• Data to examine:

======

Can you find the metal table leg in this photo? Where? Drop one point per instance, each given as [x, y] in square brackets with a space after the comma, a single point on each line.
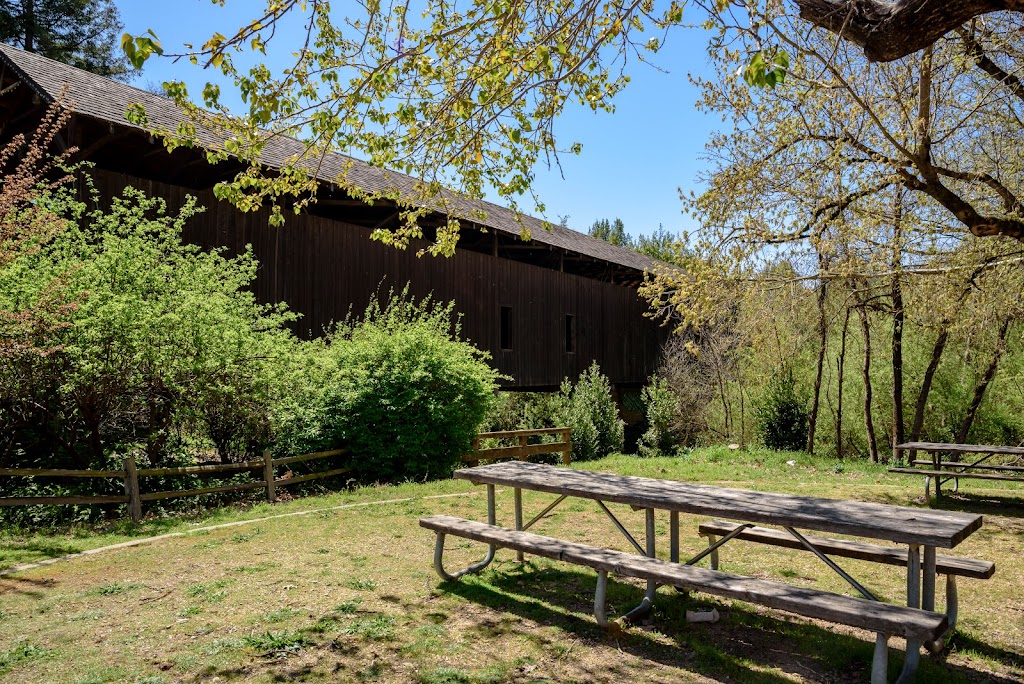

======

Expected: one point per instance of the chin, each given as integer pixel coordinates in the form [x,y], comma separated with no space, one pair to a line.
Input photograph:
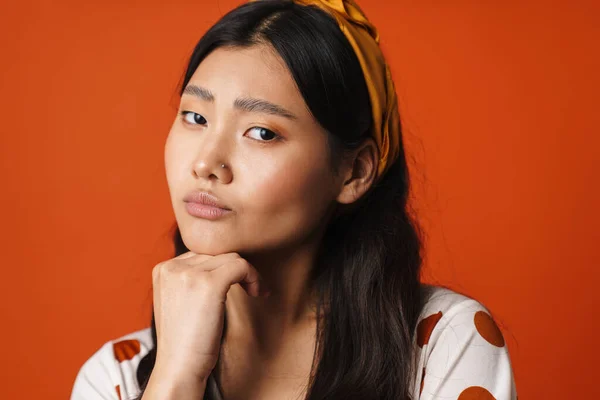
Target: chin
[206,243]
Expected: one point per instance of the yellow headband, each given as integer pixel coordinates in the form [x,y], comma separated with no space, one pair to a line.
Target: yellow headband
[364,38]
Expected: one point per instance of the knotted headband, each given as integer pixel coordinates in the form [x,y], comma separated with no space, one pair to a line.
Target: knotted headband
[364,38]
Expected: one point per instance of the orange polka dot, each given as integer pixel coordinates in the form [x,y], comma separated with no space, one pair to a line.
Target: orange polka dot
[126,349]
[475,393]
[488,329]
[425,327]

======

• Task prompt:
Write down again, exactly as given, only the lines above that fall from the line with "Target: chin" to the line with "Expected: one point per instance of the knotted", inclusive.

• Answer to this problem:
Target: chin
[206,243]
Expected: one point per instance of the yellow headband, each given as integer pixel coordinates in the form [x,y], comma separated with no space, one pair to a line.
Target: yellow headband
[364,38]
Expected: one point per instance of the knotted headband, each given as integer pixel coordinates in the form [x,y], comma separated with no space, one pair to a line.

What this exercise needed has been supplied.